[Opening Task input section]

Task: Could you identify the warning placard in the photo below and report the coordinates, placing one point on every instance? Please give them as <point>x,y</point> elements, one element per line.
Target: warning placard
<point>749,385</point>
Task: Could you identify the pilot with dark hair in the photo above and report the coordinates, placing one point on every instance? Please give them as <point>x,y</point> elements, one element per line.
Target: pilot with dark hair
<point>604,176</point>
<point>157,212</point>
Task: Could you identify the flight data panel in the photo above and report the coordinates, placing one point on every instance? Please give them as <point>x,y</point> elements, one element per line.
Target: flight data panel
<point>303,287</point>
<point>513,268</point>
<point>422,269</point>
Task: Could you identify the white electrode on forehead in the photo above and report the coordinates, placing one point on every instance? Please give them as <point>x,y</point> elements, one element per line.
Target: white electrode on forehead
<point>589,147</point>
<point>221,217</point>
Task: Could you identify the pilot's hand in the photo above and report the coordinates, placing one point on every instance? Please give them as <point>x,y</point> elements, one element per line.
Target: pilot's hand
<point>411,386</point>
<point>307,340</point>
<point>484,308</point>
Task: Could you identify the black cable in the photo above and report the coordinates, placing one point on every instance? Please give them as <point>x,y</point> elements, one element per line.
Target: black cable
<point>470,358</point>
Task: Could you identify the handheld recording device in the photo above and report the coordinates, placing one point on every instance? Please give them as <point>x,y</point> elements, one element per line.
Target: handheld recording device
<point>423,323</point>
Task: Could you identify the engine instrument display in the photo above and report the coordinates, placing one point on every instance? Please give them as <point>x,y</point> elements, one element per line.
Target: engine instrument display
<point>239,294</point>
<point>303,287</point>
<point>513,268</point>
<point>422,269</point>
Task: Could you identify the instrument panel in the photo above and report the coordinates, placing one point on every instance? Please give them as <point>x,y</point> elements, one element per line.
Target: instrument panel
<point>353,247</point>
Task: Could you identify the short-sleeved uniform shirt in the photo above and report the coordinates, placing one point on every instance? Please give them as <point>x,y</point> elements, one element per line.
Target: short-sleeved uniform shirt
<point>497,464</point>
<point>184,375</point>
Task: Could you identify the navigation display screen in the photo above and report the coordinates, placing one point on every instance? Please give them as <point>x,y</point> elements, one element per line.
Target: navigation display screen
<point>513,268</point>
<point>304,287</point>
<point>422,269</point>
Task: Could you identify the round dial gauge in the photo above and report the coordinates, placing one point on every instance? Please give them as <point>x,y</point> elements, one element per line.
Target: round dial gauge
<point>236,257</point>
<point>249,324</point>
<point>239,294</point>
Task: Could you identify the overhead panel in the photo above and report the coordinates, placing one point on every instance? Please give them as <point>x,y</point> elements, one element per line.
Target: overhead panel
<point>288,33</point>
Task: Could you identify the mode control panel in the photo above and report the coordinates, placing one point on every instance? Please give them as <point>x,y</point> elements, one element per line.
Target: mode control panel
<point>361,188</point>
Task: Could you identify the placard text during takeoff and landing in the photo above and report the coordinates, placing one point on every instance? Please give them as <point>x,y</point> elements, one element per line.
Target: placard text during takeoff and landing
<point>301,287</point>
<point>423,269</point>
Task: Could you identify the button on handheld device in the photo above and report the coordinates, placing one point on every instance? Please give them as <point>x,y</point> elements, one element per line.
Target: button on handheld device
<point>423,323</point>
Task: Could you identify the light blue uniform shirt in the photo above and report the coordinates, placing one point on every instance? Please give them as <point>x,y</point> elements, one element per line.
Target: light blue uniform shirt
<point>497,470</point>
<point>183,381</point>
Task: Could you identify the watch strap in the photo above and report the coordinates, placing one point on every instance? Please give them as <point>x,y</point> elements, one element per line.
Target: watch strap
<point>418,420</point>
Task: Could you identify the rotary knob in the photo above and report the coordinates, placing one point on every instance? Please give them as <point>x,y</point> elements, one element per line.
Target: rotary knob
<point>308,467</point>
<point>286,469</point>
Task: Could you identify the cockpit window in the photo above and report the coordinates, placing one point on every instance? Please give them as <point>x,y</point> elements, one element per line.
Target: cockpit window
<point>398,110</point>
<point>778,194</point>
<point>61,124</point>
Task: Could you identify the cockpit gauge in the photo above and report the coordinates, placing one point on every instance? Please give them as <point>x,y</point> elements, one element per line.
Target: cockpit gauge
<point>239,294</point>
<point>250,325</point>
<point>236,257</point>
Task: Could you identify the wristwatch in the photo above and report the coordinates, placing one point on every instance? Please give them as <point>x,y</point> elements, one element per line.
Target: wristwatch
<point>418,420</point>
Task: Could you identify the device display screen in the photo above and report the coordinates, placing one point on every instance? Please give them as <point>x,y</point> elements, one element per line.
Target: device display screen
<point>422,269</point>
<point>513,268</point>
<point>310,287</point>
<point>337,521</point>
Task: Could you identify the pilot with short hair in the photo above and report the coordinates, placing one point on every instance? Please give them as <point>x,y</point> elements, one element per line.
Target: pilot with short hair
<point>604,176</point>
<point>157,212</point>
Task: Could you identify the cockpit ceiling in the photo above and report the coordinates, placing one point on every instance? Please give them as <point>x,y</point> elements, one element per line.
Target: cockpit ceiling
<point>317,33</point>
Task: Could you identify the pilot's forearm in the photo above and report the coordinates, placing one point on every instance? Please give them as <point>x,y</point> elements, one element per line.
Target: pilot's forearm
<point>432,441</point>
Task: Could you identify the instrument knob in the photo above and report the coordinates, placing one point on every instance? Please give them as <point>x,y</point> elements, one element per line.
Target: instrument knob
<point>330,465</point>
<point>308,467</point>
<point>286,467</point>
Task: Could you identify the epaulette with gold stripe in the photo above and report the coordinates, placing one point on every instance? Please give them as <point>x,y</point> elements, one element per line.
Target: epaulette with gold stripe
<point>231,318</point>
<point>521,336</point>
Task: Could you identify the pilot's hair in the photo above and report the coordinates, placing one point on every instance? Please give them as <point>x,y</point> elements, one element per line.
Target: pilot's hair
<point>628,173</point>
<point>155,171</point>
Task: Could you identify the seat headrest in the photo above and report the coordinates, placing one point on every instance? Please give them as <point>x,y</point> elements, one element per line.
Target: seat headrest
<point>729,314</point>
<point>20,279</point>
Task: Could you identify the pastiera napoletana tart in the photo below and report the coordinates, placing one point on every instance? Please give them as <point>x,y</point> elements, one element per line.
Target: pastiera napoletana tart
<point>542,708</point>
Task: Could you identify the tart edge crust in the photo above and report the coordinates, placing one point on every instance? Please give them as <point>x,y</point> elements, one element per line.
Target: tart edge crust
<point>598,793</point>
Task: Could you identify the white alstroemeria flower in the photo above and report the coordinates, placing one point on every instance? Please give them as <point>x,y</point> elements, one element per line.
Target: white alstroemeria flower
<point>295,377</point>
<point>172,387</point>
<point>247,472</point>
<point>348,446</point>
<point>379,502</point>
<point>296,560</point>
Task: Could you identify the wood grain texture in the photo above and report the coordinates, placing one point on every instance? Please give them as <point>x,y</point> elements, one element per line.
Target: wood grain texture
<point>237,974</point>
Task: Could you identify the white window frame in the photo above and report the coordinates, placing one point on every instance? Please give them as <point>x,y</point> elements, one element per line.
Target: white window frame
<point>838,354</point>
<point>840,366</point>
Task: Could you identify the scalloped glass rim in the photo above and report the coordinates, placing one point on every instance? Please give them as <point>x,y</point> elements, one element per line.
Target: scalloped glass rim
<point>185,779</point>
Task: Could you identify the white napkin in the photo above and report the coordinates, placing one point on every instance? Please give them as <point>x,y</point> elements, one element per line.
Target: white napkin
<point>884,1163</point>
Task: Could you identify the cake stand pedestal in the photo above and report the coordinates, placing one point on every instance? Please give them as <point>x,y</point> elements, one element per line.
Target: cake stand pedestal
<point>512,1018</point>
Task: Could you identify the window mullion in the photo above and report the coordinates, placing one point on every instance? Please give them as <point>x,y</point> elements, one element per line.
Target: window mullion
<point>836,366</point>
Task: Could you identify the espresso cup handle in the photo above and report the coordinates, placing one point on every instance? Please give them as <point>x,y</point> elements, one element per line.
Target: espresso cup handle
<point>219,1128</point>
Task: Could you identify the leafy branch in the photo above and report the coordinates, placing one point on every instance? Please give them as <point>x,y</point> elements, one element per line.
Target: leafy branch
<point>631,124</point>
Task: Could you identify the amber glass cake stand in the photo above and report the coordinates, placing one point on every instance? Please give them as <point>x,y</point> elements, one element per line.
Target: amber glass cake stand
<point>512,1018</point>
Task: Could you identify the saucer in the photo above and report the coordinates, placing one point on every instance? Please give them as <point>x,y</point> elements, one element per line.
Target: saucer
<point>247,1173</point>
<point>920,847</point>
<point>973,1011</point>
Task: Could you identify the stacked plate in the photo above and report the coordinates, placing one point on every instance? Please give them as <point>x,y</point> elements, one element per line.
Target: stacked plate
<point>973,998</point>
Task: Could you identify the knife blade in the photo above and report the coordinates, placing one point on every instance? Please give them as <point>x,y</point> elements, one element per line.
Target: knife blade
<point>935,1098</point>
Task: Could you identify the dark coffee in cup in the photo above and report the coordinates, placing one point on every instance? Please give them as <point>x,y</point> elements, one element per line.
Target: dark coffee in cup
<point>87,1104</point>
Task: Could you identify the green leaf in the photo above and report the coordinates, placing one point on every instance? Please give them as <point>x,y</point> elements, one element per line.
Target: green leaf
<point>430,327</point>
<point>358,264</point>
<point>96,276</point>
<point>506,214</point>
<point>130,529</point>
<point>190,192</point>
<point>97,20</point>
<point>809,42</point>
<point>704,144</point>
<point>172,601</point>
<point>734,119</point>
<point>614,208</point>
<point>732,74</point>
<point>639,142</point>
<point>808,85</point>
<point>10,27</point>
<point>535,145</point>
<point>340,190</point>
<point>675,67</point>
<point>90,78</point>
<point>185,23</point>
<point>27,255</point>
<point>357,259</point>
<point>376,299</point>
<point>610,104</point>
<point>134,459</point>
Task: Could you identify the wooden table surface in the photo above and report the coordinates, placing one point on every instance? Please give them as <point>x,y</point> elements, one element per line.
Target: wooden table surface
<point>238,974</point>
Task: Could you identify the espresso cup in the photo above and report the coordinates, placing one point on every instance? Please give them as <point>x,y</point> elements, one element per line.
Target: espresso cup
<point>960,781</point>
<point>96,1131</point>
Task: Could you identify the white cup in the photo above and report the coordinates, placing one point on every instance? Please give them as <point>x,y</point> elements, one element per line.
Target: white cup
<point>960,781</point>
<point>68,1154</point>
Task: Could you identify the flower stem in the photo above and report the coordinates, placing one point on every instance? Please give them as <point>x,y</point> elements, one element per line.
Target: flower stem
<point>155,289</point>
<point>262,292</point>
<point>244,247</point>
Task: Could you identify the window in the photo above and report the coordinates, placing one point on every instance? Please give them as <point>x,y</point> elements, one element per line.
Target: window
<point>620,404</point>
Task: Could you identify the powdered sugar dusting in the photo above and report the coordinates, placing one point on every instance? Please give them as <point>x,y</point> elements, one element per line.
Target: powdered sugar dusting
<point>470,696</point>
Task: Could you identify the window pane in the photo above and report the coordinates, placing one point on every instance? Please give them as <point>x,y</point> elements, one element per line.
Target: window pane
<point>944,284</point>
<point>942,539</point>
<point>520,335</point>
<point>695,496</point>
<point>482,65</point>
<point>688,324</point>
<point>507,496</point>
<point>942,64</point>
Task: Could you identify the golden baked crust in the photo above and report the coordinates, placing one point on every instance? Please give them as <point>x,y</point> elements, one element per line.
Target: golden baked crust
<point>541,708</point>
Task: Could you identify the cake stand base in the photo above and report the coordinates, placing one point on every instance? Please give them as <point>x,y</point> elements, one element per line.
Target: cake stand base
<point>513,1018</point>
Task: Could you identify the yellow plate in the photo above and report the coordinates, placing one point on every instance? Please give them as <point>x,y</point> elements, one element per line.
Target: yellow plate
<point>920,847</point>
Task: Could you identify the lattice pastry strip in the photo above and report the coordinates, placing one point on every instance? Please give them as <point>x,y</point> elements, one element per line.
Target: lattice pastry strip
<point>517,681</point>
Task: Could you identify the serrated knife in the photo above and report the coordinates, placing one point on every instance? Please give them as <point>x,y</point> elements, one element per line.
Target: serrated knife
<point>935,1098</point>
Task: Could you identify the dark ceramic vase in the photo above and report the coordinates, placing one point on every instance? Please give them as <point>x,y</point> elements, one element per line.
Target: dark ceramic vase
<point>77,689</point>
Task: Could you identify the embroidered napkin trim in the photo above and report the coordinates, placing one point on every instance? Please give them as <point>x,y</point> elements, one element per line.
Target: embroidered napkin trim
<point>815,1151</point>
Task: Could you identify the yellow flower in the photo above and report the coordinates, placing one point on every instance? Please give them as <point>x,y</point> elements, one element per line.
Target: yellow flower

[Closing Task input section]

What to produce:
Among the lines above, find the one with "Task: Could you identify the leafy" and the one with "Task: Could you identify the knife". Quote both and everything between them, exactly.

Solution to the exercise:
Task: Could you identify the leafy branch in the photo above and report the coordinates, placing one point on every instance? Please give them as <point>x,y</point> elements, one element per line.
Target: leafy branch
<point>631,124</point>
Task: Could you identify the amber glass cake stand in the photo above and report the coordinates, placing one point on every instance? Please give them as <point>x,y</point> elements, one element per line.
Target: amber glass cake stand
<point>512,1018</point>
Task: Could you identify the saucer in the photo above and report the coordinates, placing one point on every instance? Please give them as <point>x,y</point> elements, one element per line.
Target: saucer
<point>247,1173</point>
<point>920,847</point>
<point>973,1011</point>
Task: Could you identify the stacked plate in the photo above and report the coordinates, placing one point on every instance? Please give them as <point>x,y</point> elements, one element per line.
Target: stacked plate
<point>973,998</point>
Task: Could you identify the knife blade in the photo above and report the coordinates, placing one point on every instance? Please give them as <point>x,y</point> elements, one element per line.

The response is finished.